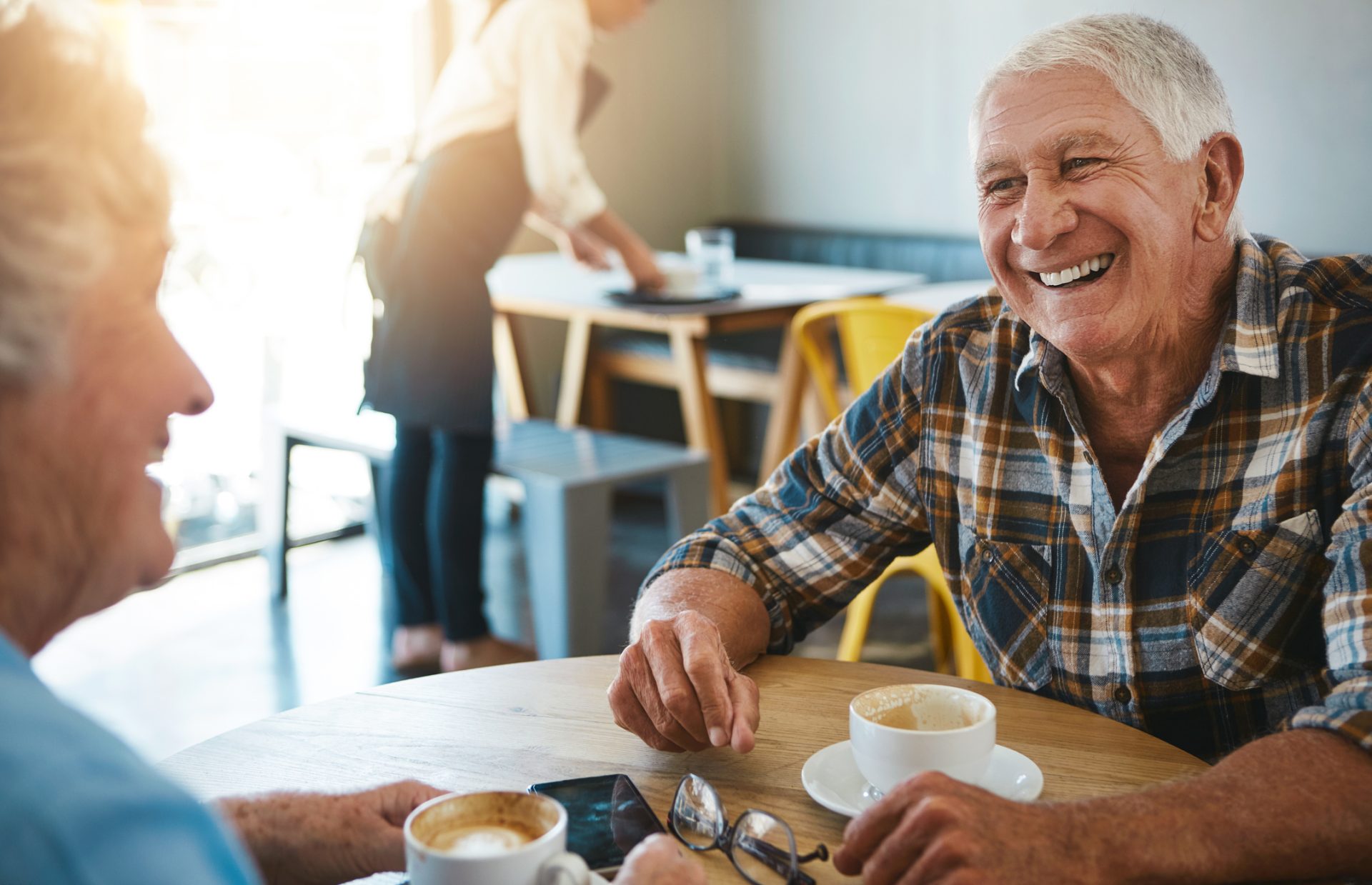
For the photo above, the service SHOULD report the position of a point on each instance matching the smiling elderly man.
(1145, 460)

* * *

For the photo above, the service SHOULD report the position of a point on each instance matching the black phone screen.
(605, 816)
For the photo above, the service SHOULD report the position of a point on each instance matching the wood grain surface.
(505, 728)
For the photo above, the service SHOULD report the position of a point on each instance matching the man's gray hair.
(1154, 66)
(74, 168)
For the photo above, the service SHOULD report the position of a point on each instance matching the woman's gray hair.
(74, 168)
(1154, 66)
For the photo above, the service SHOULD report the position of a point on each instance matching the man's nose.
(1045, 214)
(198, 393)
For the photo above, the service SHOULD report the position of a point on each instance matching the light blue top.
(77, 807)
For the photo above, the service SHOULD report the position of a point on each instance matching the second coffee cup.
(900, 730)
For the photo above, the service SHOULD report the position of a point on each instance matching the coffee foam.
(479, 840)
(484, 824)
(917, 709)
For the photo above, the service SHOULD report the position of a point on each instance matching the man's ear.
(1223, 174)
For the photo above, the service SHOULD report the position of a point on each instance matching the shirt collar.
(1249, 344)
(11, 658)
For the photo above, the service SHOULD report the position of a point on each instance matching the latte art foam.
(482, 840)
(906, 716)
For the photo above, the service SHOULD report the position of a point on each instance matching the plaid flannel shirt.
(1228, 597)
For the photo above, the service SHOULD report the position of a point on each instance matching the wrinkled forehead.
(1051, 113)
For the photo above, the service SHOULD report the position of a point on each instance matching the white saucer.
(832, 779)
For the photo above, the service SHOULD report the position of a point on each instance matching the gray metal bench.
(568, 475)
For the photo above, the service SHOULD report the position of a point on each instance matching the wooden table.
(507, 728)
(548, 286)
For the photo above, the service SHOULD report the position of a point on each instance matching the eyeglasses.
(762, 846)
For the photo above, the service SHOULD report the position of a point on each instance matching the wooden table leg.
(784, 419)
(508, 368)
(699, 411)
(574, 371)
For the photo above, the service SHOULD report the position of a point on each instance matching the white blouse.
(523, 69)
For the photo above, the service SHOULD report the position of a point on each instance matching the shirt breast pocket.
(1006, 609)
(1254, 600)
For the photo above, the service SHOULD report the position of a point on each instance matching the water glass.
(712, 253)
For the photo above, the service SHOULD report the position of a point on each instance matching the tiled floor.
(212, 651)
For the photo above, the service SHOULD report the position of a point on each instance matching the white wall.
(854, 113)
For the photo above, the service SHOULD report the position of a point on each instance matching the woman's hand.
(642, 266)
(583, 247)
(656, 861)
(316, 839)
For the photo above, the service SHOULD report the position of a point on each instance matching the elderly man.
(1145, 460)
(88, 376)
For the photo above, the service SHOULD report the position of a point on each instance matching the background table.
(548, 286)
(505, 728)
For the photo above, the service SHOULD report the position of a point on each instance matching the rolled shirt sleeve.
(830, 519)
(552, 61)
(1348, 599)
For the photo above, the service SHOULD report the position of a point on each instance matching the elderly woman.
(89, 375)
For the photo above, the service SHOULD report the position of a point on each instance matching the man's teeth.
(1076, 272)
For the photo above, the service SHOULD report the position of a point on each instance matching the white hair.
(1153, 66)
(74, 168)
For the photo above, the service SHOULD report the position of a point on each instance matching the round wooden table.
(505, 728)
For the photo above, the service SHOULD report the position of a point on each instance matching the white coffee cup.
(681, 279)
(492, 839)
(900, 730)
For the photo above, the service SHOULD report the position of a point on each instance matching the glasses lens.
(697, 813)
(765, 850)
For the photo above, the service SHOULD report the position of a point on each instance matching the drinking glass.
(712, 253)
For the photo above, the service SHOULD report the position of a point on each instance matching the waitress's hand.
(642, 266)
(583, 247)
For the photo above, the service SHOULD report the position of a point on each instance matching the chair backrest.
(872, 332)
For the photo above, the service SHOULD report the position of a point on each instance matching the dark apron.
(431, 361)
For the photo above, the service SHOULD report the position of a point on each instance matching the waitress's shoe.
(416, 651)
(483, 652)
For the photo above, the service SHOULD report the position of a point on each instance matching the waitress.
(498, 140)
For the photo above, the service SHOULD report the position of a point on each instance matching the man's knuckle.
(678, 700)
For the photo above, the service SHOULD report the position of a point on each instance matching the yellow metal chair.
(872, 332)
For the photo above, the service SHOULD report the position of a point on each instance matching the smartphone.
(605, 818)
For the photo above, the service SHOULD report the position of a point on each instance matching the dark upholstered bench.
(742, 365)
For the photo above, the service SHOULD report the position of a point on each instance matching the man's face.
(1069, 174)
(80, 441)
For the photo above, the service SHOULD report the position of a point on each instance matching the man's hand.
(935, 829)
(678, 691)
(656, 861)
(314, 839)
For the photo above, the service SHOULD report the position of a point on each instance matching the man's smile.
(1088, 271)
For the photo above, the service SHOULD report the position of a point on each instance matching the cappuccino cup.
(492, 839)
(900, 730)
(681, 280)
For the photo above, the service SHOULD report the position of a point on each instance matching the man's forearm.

==

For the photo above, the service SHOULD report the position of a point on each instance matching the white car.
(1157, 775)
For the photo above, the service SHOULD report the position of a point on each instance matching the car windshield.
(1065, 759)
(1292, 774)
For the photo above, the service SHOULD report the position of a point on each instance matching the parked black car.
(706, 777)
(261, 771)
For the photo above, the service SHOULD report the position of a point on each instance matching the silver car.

- Exercise objective: Reproduce everything from the line containing "the elderly man." down to the line containing "(1348, 599)", both ends included, keeping the wording of each entry unchanged. Rescale only the point coordinates in the answers by multiplying each by 2.05 and rounding to the nearest whole number, with halves rounded up.

- Result of this exercise:
For the photo above, the service SHOULD report the position of a point on each instance matching the elderly man.
(2347, 943)
(180, 771)
For the photo above, the service SHOULD report the position of a point on each instance matching the background table.
(1123, 586)
(1035, 1492)
For the photo above, the service SHOULD report the position of a point on each instance matching the rolled shirt sleeve.
(1702, 1064)
(1132, 125)
(2763, 1228)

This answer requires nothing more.